**What is needed**
Pick up the live-tweet thread about the book on Victorian women's friendships and keep it going from its last line.

**Document extract**
----------
OK, here we go. I am going to read this book and live tweet it and when I am done we are all going to understand Anne of Green Gables SO MUCH BETTER
The citation:
Marcus, Sharon. Between Women. Friendship, Desire, and Marriage in Victorian England. Princeton University Press, 2007.
Summary, from the publisher: "Women in Victorian England wore jewelry made from each other's hair and wrote poems celebrating decades of friendship. They pored over magazines that described the dangerous pleasures of corporal punishment. A few had sexual relationships"
Some "exchanged rings and vows, willed each other property, and lived together in long-term partnerships described as marriages. But, as Sharon Marcus shows, these women were not seen as gender outlaws. Their desires were fanned by consumer culture
"and their friendships and unions were accepted and even encouraged by family, society, and church. Far from being sexless angels defined only by male desires, Victorian women openly enjoyed looking at and even dominating other women.
"Their friendships helped realize the ideal of companionate love between men and women celebrated by novels, and their unions influenced politicians and social thinkers to reform marriage law."

/End publisher's summary
Give me a minute here
Reading the overview now. Two important points: this book focuses on England from 1830-1880. "Lesbians" as a group were not recognized as existing, though sodomites were an "obsession." Also, straight people didn't exist either. They get invented in the 1880's.
Here's the quote"
----------
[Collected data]
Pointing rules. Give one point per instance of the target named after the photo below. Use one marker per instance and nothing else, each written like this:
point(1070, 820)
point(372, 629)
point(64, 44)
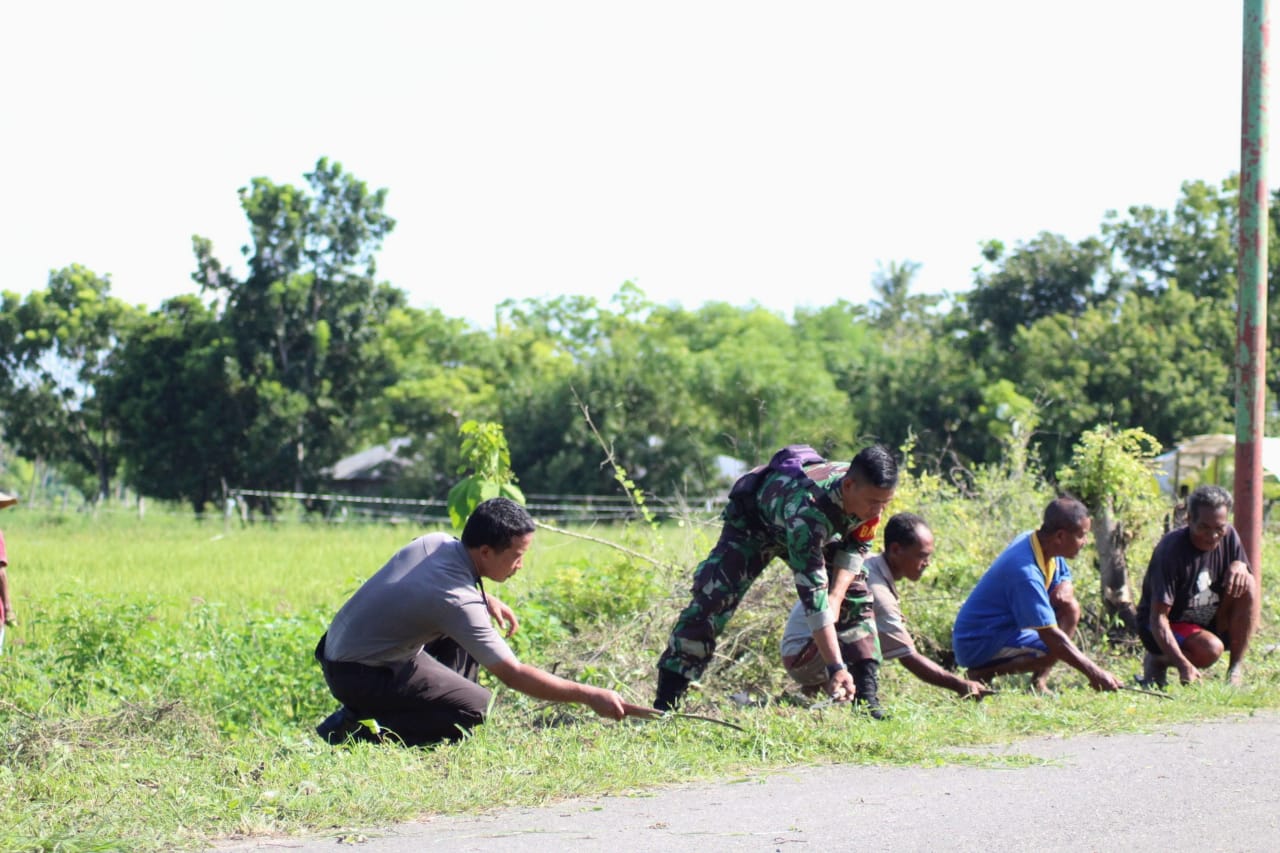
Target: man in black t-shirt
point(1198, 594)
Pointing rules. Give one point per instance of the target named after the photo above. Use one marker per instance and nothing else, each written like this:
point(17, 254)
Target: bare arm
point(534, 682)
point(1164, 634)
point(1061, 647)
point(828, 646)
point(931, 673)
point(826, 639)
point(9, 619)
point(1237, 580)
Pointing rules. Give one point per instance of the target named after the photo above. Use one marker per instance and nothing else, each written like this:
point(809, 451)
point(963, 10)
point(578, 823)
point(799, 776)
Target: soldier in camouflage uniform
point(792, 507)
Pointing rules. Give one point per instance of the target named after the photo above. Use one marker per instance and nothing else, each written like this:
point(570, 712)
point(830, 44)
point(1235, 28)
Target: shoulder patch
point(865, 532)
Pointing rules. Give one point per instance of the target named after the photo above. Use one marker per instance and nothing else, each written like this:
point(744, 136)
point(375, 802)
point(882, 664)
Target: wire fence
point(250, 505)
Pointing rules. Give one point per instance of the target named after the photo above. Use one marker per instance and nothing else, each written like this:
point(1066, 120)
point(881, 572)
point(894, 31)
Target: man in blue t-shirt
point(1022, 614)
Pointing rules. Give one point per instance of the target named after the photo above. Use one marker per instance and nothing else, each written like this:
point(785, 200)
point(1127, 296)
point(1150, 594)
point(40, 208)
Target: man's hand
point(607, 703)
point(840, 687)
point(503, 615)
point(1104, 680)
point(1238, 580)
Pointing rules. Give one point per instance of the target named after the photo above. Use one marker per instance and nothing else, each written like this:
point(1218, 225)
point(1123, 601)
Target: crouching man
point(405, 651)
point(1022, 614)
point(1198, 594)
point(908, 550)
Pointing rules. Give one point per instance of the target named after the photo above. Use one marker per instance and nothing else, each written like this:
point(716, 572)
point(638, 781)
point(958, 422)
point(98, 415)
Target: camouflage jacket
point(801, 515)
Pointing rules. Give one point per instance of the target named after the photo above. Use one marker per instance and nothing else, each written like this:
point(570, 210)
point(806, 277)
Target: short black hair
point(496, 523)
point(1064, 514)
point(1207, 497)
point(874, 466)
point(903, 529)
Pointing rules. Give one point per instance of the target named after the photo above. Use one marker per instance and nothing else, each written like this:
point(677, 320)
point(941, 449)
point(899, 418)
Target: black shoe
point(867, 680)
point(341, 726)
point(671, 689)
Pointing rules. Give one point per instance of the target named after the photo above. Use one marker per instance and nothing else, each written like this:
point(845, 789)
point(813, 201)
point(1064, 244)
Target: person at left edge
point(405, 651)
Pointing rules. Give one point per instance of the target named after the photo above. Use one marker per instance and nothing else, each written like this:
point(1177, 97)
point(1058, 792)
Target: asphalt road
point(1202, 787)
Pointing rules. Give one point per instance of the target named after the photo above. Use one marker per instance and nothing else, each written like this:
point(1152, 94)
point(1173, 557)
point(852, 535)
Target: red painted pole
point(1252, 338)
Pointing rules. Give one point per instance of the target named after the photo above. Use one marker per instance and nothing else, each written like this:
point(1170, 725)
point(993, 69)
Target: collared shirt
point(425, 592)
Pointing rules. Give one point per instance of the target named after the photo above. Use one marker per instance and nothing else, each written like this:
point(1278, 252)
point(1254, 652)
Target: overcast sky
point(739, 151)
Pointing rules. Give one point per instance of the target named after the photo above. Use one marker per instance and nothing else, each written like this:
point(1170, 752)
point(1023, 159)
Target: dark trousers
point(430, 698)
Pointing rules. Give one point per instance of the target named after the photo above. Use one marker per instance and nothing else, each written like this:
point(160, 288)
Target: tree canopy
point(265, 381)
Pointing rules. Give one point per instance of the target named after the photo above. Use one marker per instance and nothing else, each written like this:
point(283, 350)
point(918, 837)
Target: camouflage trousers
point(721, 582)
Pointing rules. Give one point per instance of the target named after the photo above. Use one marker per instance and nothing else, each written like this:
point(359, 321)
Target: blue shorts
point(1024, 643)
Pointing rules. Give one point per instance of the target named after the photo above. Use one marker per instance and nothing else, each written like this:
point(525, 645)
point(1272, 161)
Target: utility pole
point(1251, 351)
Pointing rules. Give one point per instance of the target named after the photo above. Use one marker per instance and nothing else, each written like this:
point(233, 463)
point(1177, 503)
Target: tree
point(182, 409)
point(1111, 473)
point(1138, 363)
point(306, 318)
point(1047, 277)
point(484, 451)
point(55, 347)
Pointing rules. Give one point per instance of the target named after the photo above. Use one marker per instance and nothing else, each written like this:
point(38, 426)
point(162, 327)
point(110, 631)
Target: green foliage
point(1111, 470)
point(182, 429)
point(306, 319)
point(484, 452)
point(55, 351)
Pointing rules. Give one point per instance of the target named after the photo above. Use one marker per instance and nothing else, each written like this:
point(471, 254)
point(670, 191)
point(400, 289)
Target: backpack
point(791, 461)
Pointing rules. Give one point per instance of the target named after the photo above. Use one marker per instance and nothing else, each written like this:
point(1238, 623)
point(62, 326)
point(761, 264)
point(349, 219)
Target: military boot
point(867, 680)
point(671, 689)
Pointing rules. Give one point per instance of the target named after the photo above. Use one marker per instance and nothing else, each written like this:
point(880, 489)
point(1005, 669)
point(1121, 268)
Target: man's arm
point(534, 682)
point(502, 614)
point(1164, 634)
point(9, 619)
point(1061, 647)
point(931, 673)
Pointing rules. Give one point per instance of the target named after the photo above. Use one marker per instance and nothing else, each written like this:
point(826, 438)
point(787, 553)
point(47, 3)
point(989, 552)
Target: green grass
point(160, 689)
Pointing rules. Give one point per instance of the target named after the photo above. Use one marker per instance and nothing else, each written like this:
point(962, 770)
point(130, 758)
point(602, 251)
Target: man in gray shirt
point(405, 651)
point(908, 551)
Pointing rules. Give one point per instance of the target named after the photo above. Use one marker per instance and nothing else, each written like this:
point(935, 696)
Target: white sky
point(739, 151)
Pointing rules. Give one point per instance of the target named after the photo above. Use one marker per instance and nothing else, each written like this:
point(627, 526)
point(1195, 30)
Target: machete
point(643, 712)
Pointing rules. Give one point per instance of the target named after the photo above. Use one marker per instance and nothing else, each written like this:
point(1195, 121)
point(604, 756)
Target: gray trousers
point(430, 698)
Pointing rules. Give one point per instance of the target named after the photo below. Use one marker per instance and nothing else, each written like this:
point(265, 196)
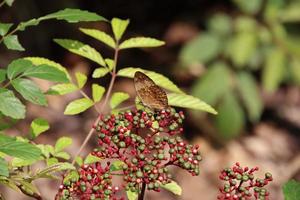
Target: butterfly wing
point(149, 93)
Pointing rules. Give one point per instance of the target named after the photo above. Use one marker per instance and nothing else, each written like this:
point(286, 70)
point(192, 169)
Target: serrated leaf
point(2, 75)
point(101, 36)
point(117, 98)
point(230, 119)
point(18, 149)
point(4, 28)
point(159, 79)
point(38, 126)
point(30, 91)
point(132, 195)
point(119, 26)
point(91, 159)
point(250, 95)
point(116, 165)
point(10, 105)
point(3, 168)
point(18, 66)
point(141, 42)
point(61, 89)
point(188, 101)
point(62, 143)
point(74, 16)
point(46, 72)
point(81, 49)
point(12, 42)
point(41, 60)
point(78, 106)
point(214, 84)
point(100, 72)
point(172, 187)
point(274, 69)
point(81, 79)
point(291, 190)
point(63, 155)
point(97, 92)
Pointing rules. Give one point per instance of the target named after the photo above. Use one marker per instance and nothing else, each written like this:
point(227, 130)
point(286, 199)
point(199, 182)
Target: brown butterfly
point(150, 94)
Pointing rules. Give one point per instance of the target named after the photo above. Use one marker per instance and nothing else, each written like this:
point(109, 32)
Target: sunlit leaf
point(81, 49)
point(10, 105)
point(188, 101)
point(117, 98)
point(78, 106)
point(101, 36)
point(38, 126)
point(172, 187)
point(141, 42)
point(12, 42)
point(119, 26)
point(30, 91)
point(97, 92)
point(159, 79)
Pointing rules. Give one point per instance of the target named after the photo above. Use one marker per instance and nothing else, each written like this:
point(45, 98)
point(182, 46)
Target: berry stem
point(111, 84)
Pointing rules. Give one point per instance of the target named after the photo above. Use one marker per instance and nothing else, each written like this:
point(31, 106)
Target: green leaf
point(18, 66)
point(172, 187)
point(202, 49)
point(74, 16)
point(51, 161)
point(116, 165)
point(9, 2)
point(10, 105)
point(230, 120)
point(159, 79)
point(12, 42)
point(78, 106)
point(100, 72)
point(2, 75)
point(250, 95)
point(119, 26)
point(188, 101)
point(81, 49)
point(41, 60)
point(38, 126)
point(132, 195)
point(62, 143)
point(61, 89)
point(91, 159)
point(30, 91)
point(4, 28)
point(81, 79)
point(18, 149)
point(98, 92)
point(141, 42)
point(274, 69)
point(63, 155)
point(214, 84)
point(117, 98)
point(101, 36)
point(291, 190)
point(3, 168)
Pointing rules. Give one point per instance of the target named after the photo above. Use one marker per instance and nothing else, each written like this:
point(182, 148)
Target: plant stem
----------
**Result**
"A new sense of heterosexuality, as a distinct sexual orientation formed in diametrical opposition to homosexuality, made marriage and the family the province of male-female unions" (6)
Lesbians get "invented" in the 1890's when some dudes did some studies about sex and started talking to women and realizing they were having sex with each other and were like DEAR GOD THIS IS A NEW THING. lol.

Meanwhile, women had literally been marrying each other for years.
There's some stuff about dolls and how they were homoerotic objects and, like, I will need to know SO MUCH MORE when we get to that chapter but I am probably as anxious to find out what is going on here as I am here for it.
this is where my brain is going idk
Previous scholars noted the, um, "'passionate' language used between female friends, then throw up their hands: 'There is no way of speculating the exact emotional, much less physical meaning of such relationships" (9)

*stares directly into camera*
Big "there is no way to know" energy ngl https://twitter.com/kasiababis/status/1231946043178340353?s=20
"Smith-Rosenberg contended that before the invention of homosexuality as a pathological form of deviance, sensual and emotional intimacy between women were accepted elements of domestic family life" (10)

I DESPERATELY NEED TO RE-READ ANNE OF GREEN GABLES OMFG
There's a bit making a correlation between "friendships" and "erotic friendships" and it seems important and I am hoping to understand why soon.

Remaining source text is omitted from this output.